Request> Recast all of the entries below as a numbered list with blank lines removed. Leave the pictures out of your answer.

Image location labeling entries>
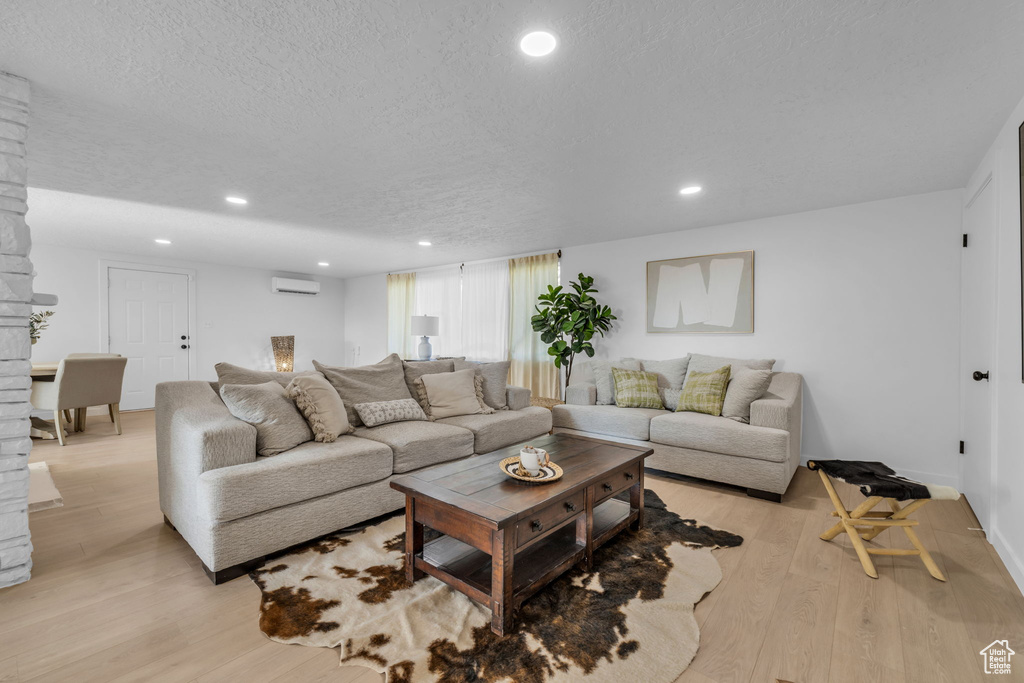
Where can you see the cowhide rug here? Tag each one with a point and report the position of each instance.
(630, 620)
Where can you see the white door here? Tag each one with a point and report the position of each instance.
(977, 328)
(147, 315)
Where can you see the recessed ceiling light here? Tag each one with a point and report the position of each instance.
(538, 43)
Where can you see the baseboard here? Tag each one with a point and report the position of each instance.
(924, 477)
(1009, 557)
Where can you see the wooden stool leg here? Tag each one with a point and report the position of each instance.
(926, 557)
(858, 545)
(116, 416)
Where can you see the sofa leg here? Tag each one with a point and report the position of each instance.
(764, 495)
(227, 573)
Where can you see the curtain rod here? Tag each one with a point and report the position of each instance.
(485, 260)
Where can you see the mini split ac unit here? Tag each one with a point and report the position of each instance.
(289, 286)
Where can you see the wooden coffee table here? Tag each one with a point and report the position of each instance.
(504, 540)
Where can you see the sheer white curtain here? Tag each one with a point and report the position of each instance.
(439, 293)
(400, 299)
(485, 311)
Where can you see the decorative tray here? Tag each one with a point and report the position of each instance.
(549, 471)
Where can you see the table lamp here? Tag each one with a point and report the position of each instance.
(425, 326)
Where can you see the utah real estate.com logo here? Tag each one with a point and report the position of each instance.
(997, 656)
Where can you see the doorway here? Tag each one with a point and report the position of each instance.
(147, 316)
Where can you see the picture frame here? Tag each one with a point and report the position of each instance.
(708, 294)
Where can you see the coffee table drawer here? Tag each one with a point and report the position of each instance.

Final answer>
1. Where can you see the cowhide rug here? Tag each one with a point and report the position of each instance.
2. (630, 620)
3. Where can you see the white door here? Tag each one with a point and report the position of each instance.
4. (977, 328)
5. (147, 315)
6. Where can you see the recessed ceiling light here? Tag each one with a point and report the position of each instance.
7. (538, 43)
8. Where can you see the baseboard here? Tag each one with a point and report the position of each instance.
9. (924, 477)
10. (1009, 557)
11. Where can you see the wooden stool leg here? Tag each one with a point and report the position of each instance.
12. (926, 557)
13. (858, 545)
14. (116, 416)
15. Where can you see the sofa leg here? Tag each one with a point and report the position of each instance.
16. (764, 495)
17. (227, 573)
18. Where can you see the curtain rod here? Tag each one with a point and report the position of each instance.
19. (485, 260)
20. Where can you see the mini split ac unit here? Tag each one with a point and report the position of each instance.
21. (289, 286)
22. Where can you see the wooden coffee table here? Tag each one with a point and report the position of each instance.
23. (504, 540)
24. Where can you see the sheer white curtain here? Tag each one with a point and report the position of each instance.
25. (439, 293)
26. (400, 299)
27. (485, 311)
28. Where can you see the decorative tray here? Tag each one with a point and report the position of each instance.
29. (549, 471)
30. Where can you see the table lamp here? Tag each one with a point and report the position of each instance.
31. (425, 326)
32. Where can you see the utah real estate.com logo here? Tag each one with a point and report the position of each instance.
33. (997, 656)
34. Where can you see the doorway here? Tag each one with a point and report the position of each instance.
35. (147, 316)
36. Where can you see the picture frame here? Tag each one with a point and report the position of each instance.
37. (708, 294)
38. Where can you see the coffee table drawer here? Tag each one with a point and report the position of each instance.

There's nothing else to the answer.